Please copy out the listing below, swapping each "integers" for "whole numbers" and keeping every other part the same.

Stored data entries:
((

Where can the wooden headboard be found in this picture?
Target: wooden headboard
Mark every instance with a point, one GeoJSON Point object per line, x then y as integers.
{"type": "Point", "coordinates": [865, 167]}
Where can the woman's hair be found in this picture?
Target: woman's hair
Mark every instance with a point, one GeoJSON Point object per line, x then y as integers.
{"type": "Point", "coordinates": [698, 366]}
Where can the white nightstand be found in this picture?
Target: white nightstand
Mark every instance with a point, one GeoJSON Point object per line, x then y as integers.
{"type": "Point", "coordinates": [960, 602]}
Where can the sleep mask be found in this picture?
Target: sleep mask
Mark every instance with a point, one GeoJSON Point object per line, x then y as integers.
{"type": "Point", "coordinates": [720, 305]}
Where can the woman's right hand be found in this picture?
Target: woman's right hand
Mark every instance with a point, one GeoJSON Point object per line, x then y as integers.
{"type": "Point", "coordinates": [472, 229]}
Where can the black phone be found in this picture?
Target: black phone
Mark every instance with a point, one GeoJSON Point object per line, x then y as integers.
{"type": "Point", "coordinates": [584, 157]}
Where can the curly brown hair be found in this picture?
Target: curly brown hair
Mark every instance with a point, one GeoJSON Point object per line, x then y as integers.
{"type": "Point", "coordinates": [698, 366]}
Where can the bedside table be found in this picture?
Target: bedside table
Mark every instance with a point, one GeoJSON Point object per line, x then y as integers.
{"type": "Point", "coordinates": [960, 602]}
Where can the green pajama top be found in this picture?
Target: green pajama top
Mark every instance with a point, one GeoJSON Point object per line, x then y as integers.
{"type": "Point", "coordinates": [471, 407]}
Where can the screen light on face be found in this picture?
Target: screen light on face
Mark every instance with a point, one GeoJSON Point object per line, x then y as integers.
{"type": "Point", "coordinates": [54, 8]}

))

# [EXERCISE RESULT]
Where can the wooden headboard be found in this picture?
Target: wooden headboard
Mark every instance with a point, one GeoJSON Point object per line, x then y as whole numbers.
{"type": "Point", "coordinates": [865, 167]}
Where can the woman's hair be found in this picture?
Target: woman's hair
Mark every instance with a point, one GeoJSON Point object per line, x then y as whole numbers.
{"type": "Point", "coordinates": [698, 366]}
Where can the white nightstand be found in this picture?
Target: white nightstand
Mark every instance with a point, one GeoJSON Point object per line, x then y as whole numbers.
{"type": "Point", "coordinates": [960, 602]}
Where can the sleep mask be found in this picture?
Target: sleep mask
Mark every instance with a point, one GeoJSON Point object per line, x then y as whole numbers.
{"type": "Point", "coordinates": [720, 305]}
Where can the woman's right hand be found in this picture?
Target: woman's right hand
Mark every instance with a point, one GeoJSON Point object per line, x then y as whole numbers.
{"type": "Point", "coordinates": [472, 229]}
Where can the black phone be found in this picture?
Target: black phone
Mark every instance with a point, one GeoJSON Point object per line, x then y as whole numbers.
{"type": "Point", "coordinates": [584, 157]}
Where can the curly brown hair be found in this picture?
Target: curly brown hair
Mark every instance with a point, one GeoJSON Point object per line, x then y as whole numbers.
{"type": "Point", "coordinates": [698, 366]}
Where can the bedside table be found in this picture?
Target: bedside table
Mark every instance with a point, one GeoJSON Point object per line, x then y as whole numbers.
{"type": "Point", "coordinates": [960, 602]}
Where can the green pajama top be found in this picture?
Target: green pajama top
Mark every instance with a point, one GeoJSON Point object per line, x then y as whole numbers.
{"type": "Point", "coordinates": [471, 407]}
Where can the screen light on face be found in this picture?
Target: screen light on face
Mark every instance with a point, one GeoJSON Point object per line, x then y as whole numbers.
{"type": "Point", "coordinates": [54, 8]}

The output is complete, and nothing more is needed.